▼

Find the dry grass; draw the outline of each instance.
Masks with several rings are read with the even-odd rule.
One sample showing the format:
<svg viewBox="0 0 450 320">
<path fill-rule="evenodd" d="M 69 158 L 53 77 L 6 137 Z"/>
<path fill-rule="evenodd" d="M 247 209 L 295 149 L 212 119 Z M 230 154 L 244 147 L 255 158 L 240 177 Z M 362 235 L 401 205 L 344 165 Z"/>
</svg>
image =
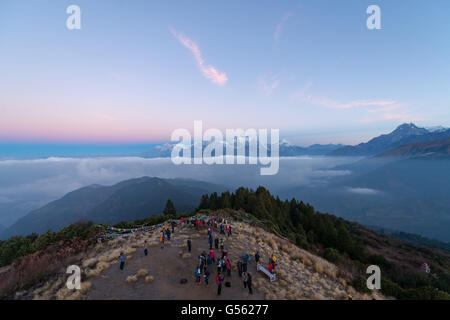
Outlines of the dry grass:
<svg viewBox="0 0 450 320">
<path fill-rule="evenodd" d="M 137 277 L 145 277 L 148 274 L 148 271 L 145 269 L 139 269 L 139 271 L 136 273 Z"/>
<path fill-rule="evenodd" d="M 183 255 L 181 256 L 181 258 L 183 258 L 183 259 L 187 259 L 187 258 L 190 258 L 190 257 L 191 257 L 191 254 L 189 252 L 183 253 Z"/>
<path fill-rule="evenodd" d="M 86 294 L 89 289 L 91 289 L 92 287 L 92 283 L 89 281 L 84 281 L 81 283 L 81 288 L 80 288 L 80 293 L 81 294 Z"/>
<path fill-rule="evenodd" d="M 97 263 L 97 266 L 95 269 L 88 269 L 86 271 L 86 276 L 88 278 L 97 277 L 102 271 L 108 269 L 110 267 L 110 264 L 108 262 L 100 261 Z"/>
<path fill-rule="evenodd" d="M 138 280 L 137 276 L 133 275 L 133 276 L 128 276 L 126 281 L 128 283 L 135 283 L 135 282 L 137 282 L 137 280 Z"/>
<path fill-rule="evenodd" d="M 145 283 L 152 283 L 153 282 L 153 280 L 154 280 L 155 278 L 153 277 L 153 276 L 146 276 L 145 277 Z"/>
<path fill-rule="evenodd" d="M 88 268 L 88 267 L 95 265 L 97 263 L 97 261 L 98 261 L 97 258 L 90 258 L 90 259 L 85 260 L 83 262 L 82 266 L 83 266 L 83 268 Z"/>
</svg>

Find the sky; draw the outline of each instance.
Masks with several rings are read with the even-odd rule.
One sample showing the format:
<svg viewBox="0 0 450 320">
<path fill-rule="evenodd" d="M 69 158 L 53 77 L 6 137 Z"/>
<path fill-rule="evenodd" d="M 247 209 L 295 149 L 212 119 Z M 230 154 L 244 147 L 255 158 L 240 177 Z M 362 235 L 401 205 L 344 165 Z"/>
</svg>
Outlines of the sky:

▲

**Work instructions:** The response should repeat every entry above exactly and include none of the pictures.

**Output of the exercise:**
Find the dry grass; draw the outline of each instance.
Masks with several rings are read with the even-odd rule.
One sample showing the format:
<svg viewBox="0 0 450 320">
<path fill-rule="evenodd" d="M 69 158 L 53 77 L 6 137 Z"/>
<path fill-rule="evenodd" d="M 247 209 L 295 149 L 212 119 Z M 230 154 L 244 147 L 255 158 L 240 177 Z M 362 235 L 401 205 L 344 165 Z"/>
</svg>
image =
Outlines of the dry grass:
<svg viewBox="0 0 450 320">
<path fill-rule="evenodd" d="M 137 277 L 145 277 L 148 274 L 148 271 L 145 269 L 139 269 L 139 271 L 136 273 Z"/>
<path fill-rule="evenodd" d="M 183 255 L 181 256 L 181 258 L 183 258 L 183 259 L 187 259 L 187 258 L 190 258 L 190 257 L 191 257 L 191 254 L 189 252 L 183 253 Z"/>
<path fill-rule="evenodd" d="M 86 294 L 89 289 L 91 289 L 92 287 L 92 283 L 89 281 L 84 281 L 81 283 L 81 288 L 80 288 L 80 293 L 81 294 Z"/>
<path fill-rule="evenodd" d="M 97 263 L 97 266 L 95 269 L 88 269 L 86 271 L 86 276 L 88 278 L 97 277 L 102 271 L 108 269 L 110 267 L 110 264 L 108 262 L 100 261 Z"/>
<path fill-rule="evenodd" d="M 138 280 L 137 276 L 133 275 L 133 276 L 128 276 L 126 281 L 128 283 L 135 283 L 135 282 L 137 282 L 137 280 Z"/>
<path fill-rule="evenodd" d="M 145 283 L 152 283 L 153 282 L 153 280 L 154 280 L 155 278 L 153 277 L 153 276 L 146 276 L 145 277 Z"/>
<path fill-rule="evenodd" d="M 88 268 L 88 267 L 95 265 L 97 263 L 97 261 L 98 261 L 97 258 L 90 258 L 90 259 L 85 260 L 83 262 L 82 266 L 83 266 L 83 268 Z"/>
</svg>

Find the sky; draw the outline of each instance.
Masks with several rings are read with the even-odd rule.
One sample showing the format:
<svg viewBox="0 0 450 320">
<path fill-rule="evenodd" d="M 69 158 L 53 77 L 6 137 Z"/>
<path fill-rule="evenodd" d="M 247 209 L 295 149 L 212 119 Z M 230 154 L 244 147 L 255 158 L 240 177 Z M 362 235 L 401 205 L 344 165 Z"/>
</svg>
Outlines of the sky:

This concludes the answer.